Given instruction: List each line in the material below that contains the word "background".

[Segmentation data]
===============
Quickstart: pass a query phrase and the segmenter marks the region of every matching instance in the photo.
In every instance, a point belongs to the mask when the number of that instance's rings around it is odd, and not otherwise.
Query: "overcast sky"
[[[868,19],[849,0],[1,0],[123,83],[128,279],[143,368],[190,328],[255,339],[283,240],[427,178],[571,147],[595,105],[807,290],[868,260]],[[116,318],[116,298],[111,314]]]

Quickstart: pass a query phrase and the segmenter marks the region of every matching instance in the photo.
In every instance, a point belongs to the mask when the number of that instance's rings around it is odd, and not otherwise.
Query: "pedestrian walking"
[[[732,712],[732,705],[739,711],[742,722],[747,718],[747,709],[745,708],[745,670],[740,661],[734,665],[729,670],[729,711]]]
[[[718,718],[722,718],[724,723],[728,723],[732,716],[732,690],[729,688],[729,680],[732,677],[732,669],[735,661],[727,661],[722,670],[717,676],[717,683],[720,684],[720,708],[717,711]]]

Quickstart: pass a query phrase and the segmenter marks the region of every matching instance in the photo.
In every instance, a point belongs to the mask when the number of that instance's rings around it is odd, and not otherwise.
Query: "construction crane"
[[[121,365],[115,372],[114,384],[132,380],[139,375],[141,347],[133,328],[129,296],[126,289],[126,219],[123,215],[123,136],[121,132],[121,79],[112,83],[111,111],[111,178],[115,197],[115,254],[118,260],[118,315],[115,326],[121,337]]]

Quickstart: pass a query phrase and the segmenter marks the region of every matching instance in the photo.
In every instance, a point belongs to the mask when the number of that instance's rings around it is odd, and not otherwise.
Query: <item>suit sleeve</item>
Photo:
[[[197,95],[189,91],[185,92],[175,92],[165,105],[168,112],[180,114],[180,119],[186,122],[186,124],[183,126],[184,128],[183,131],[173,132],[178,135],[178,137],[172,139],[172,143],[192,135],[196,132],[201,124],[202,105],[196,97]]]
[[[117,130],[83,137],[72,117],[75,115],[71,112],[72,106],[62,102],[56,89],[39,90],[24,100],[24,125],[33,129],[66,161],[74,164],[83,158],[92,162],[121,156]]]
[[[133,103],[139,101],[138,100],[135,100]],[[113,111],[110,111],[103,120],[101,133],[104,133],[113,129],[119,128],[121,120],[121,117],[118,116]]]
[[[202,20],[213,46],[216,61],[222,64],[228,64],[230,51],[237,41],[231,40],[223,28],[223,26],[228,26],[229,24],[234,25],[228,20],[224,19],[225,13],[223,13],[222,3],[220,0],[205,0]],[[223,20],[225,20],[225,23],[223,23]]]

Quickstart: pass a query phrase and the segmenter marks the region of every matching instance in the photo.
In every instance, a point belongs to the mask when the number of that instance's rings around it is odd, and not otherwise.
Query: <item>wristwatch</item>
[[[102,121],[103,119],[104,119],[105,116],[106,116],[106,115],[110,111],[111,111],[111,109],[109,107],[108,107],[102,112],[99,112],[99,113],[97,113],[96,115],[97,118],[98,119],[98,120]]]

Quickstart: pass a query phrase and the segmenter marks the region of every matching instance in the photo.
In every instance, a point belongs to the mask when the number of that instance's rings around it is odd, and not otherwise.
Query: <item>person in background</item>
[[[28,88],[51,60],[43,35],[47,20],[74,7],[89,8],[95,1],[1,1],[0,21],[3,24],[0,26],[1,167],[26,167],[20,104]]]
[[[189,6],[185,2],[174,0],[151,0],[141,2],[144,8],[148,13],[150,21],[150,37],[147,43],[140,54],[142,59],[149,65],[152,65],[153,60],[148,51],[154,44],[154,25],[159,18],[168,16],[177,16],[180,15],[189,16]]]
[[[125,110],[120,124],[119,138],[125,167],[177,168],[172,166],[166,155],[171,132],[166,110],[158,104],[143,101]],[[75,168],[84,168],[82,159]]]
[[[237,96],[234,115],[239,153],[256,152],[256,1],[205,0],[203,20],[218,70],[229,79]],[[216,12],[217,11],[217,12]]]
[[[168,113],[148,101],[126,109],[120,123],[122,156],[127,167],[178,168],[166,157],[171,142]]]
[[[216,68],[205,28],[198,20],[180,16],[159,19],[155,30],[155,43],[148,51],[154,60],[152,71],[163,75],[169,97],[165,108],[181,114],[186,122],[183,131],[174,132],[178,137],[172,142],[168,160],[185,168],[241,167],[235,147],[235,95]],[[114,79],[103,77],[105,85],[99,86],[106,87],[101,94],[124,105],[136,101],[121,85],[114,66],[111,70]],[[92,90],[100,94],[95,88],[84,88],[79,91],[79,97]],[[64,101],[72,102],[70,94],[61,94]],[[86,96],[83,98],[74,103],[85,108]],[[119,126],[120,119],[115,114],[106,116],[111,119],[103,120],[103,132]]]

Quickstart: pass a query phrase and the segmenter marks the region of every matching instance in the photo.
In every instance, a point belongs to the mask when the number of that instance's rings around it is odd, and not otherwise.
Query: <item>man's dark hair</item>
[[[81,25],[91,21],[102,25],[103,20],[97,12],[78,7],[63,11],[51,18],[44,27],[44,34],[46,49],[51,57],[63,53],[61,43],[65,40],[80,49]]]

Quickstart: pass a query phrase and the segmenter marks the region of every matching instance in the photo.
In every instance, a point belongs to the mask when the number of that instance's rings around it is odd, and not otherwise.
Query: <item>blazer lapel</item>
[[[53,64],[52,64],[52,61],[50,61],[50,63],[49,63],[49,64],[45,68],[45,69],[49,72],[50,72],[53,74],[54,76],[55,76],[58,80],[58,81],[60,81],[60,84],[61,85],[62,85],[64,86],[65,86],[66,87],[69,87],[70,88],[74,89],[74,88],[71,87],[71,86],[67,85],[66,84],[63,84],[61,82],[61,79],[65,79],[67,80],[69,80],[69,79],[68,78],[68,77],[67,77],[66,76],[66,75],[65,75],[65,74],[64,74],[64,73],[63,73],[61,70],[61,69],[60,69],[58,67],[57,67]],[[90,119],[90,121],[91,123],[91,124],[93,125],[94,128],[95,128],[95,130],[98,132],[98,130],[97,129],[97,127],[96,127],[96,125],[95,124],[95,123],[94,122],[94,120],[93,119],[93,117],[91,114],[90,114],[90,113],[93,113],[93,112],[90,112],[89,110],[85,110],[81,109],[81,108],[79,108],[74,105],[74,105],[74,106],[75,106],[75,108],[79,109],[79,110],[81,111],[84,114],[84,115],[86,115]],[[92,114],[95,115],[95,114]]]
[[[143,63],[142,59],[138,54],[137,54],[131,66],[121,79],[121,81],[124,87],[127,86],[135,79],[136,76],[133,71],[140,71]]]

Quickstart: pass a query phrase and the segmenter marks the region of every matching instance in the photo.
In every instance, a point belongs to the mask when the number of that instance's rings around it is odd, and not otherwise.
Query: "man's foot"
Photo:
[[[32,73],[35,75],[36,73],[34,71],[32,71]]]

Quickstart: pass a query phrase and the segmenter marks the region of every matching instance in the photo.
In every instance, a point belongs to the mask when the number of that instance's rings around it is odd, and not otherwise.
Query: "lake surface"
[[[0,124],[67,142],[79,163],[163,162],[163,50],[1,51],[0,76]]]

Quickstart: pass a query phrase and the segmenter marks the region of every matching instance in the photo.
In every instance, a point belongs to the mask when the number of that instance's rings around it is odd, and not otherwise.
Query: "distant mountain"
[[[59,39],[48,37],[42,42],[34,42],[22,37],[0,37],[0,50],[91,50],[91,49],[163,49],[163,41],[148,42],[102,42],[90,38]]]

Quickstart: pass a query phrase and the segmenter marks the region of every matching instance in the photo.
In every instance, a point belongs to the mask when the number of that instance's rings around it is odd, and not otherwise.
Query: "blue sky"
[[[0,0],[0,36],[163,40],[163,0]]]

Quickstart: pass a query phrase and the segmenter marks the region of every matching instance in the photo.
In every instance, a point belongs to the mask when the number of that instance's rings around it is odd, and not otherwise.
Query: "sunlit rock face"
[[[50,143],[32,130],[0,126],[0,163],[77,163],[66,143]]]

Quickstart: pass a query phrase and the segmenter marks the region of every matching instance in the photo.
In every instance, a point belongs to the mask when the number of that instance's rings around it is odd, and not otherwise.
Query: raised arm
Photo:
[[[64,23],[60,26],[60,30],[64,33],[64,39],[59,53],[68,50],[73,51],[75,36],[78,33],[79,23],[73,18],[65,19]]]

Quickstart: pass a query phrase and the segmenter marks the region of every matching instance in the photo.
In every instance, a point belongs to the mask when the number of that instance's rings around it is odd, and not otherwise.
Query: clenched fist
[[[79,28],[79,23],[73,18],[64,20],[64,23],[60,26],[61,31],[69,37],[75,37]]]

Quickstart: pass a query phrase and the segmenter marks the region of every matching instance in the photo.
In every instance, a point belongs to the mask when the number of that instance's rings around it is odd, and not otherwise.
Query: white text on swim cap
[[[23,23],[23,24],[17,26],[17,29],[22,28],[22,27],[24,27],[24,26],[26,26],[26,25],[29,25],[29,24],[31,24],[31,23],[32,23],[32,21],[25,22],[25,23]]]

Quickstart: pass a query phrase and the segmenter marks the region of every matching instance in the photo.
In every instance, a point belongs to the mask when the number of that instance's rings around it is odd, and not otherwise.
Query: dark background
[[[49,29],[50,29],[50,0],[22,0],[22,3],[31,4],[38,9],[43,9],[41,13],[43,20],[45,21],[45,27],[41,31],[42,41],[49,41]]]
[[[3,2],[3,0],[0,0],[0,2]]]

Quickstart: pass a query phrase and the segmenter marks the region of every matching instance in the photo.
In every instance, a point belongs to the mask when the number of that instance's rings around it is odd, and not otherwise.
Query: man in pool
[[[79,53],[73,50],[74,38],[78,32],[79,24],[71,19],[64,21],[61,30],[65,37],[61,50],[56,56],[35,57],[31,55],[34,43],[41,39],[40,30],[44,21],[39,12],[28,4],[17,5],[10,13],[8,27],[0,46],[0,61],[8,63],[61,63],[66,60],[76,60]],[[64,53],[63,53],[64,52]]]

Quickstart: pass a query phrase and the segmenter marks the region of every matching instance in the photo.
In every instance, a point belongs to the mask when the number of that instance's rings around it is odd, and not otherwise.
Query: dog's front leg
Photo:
===============
Answer to this problem:
Query: <item>person in background</item>
Query: dark background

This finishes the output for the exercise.